> TEXT UNDER STUDY:
Last updated at Tue, 26 May 2020 13:38:27 GMT
Now more than ever, healthcare workers need and deserve top-notch technical support. But between skyrocketing demand for telepractitioners and rising incidence of cybersecurity attacks, IT managers want to know how best to maintain their security posture. To help answer this, Rapid7 consulted tech leaders versed in the healthcare space for advice on adapting cybersecurity to the demand presented by COVID-19.
Emphasize availability over improvements
Emergency wisdom, medical or otherwise, begins with triage. Your primary focus is to identify the most crucial emergent healthcare needs, while remembering to keep the lights on. To that end, stress continuity of service.
As resources within the industry shift toward crisis management, security teams should clarify their positioning. Projecting a supportive, reassuring presence in uncertain times will go a long way toward compliance, and in turn help strengthen your security posture.
Reinforce that positioning by checking in to make sure teams have what they need. Prepare short, digestible, action-oriented communications, keeping in mind employees who may be new to telework protocols and feeling at sea. Make sure mass-notification services are functional and ready to deploy. Consider time-saving controls so as not to tax already-tapped energy systems. In short, do anything you can to prioritize helping workers on the front lines.
In addition to what we proactively undertake, what we avoid doing now can save resources we can’t afford to waste. Avoid new product or policy rollouts, and opt instead for ensuring critical security and IT remains functional and accessible. Take to heart the old adage, “The perfect is the enemy of the good.” It’s about minimizing friction that may interfere with HIPAA or patient care.
Lean on existing controls
In emergencies, the obvious often readily escapes us. When the world feels upended, it’s easy to forget the resources already at our disposal—and how to leverage them. Taking advantage of existing controls accomplishes two things: You avoid trying to reinvent the wheel when you don’t have time to waste, and you dodge the productivity hit that accompanies new rollouts.

> EXTRACTED ENTRIES:

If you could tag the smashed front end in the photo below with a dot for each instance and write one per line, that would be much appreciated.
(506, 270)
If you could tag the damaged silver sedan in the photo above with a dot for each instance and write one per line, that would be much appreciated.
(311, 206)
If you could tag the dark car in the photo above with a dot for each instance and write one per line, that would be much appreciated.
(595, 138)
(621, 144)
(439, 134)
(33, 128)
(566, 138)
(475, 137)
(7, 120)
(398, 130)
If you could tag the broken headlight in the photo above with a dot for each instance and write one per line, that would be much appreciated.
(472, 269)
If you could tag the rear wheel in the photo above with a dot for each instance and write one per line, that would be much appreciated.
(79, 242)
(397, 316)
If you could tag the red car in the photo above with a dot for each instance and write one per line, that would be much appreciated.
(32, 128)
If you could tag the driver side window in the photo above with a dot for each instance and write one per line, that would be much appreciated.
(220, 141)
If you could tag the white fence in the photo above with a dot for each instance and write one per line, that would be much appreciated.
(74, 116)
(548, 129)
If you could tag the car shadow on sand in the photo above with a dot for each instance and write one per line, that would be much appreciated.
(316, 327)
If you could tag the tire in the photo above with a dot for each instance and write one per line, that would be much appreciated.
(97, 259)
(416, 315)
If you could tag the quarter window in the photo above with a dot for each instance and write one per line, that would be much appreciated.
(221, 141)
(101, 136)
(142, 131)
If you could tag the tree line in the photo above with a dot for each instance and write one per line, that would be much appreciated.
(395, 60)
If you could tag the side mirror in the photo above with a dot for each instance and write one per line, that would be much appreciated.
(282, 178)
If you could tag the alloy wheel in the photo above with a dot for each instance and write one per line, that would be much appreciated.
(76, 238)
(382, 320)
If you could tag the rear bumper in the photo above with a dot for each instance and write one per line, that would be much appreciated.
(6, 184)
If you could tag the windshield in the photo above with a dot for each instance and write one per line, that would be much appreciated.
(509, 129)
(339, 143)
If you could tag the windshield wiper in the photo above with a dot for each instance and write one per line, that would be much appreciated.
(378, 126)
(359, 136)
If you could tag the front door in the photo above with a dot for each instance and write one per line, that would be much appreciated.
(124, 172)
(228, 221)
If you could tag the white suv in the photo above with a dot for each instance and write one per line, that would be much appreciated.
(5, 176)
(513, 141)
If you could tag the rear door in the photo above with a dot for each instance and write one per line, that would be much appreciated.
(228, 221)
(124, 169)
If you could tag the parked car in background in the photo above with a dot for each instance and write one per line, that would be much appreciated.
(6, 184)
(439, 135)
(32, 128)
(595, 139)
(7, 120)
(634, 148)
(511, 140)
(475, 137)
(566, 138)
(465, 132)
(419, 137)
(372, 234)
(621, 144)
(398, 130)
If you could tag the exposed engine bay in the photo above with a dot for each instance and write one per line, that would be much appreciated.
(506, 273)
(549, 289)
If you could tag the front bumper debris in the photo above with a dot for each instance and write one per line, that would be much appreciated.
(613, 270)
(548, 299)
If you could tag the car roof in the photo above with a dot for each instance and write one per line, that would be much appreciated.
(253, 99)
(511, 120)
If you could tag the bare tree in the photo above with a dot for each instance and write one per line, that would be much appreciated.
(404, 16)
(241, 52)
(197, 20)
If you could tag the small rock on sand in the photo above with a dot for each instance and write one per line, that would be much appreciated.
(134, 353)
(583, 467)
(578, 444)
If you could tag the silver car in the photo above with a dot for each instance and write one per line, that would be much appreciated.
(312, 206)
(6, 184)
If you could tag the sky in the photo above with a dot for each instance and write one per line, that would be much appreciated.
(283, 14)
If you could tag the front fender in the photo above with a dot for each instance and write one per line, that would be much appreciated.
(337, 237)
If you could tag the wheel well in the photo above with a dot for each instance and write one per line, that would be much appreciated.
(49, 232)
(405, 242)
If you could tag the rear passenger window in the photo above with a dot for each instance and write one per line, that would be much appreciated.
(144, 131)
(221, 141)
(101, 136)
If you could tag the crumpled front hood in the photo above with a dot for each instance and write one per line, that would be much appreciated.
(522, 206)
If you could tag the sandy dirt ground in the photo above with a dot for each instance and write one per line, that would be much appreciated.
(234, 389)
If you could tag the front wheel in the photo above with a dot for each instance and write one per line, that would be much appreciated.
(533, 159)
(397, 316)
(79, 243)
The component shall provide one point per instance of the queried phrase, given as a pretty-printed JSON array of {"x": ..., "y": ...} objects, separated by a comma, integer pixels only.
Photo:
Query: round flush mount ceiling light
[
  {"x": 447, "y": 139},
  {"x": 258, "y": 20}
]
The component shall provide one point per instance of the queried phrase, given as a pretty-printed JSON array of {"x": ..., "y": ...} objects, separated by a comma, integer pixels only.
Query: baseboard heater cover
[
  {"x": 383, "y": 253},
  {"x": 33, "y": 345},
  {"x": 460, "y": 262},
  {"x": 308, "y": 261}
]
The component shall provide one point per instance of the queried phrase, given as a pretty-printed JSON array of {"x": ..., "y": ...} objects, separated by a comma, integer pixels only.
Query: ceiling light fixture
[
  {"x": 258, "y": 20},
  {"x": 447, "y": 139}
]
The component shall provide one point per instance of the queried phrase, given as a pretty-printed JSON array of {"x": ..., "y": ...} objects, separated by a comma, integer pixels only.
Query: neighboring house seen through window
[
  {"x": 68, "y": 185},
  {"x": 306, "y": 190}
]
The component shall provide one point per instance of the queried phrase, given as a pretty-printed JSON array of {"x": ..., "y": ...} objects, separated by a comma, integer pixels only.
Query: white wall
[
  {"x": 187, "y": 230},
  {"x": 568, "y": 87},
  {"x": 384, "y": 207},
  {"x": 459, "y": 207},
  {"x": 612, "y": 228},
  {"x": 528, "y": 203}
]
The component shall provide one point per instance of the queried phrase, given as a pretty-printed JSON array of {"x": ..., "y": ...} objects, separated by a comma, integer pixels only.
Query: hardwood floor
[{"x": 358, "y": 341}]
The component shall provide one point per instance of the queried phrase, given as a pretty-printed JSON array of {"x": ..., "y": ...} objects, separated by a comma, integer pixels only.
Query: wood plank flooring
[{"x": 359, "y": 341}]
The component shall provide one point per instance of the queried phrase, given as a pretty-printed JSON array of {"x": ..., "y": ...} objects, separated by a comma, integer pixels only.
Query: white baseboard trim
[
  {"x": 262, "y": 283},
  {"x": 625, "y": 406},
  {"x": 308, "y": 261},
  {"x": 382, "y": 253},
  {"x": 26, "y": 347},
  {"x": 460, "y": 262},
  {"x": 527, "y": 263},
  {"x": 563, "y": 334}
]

> YOUR TASKS:
1 > Please print the part of the healthcare cybersecurity article starting with "Last updated at" and going on through "continuity of service.".
2 > Proceed with the healthcare cybersecurity article from the point where it stops.
The entries are separate material with no connection to the article on healthcare cybersecurity during COVID-19.

> ANSWERS BY ITEM NUMBER:
1 >
Last updated at Tue, 26 May 2020 13:38:27 GMT
Now more than ever, healthcare workers need and deserve top-notch technical support. But between skyrocketing demand for telepractitioners and rising incidence of cybersecurity attacks, IT managers want to know how best to maintain their security posture. To help answer this, Rapid7 consulted tech leaders versed in the healthcare space for advice on adapting cybersecurity to the demand presented by COVID-19.
Emphasize availability over improvements
Emergency wisdom, medical or otherwise, begins with triage. Your primary focus is to identify the most crucial emergent healthcare needs, while remembering to keep the lights on. To that end, stress continuity of service.

2 >
Before piling on interim solutions, first step back and evaluate your immediate security program needs and goals. What’s your present workload capacity? Can you effectively reapportion network resources? How can you utilize existing controls? To improve VPN performance, you could ration bandwidth resources, create separate URLs for high-priority users, schedule remote patching for off-peak hours, or implement split tunnel capability. Monitor usage and see which creative solutions prove effective while minimizing costs. You might also reach out to trusted vendors, who should be able to offer guidance on maximizing existing assets.
Finally, resist the temptation to look back. Instead of dreaming about which implementations could have provided the strongest solutions, embrace your current controls. Differently put, it’s not about what’s ideal in theory, it’s about what’s actionable now.
Though our situation—meeting the legal and technical challenges of servicing a newly remote workforce during a worldwide pandemic—may be unprecedented, flexibility undoubtedly serves us well. We can’t adapt without it.
To that end, consider rethinking select work-from-home policies. Relaxing guidelines around company-issued devices, for example, may alleviate resource strain, reserving laptops tooled for HIPAA compliance for telemedicine providers. For the sake of operational transparency, be sure to document the changes you do make to avoid confusion in the future.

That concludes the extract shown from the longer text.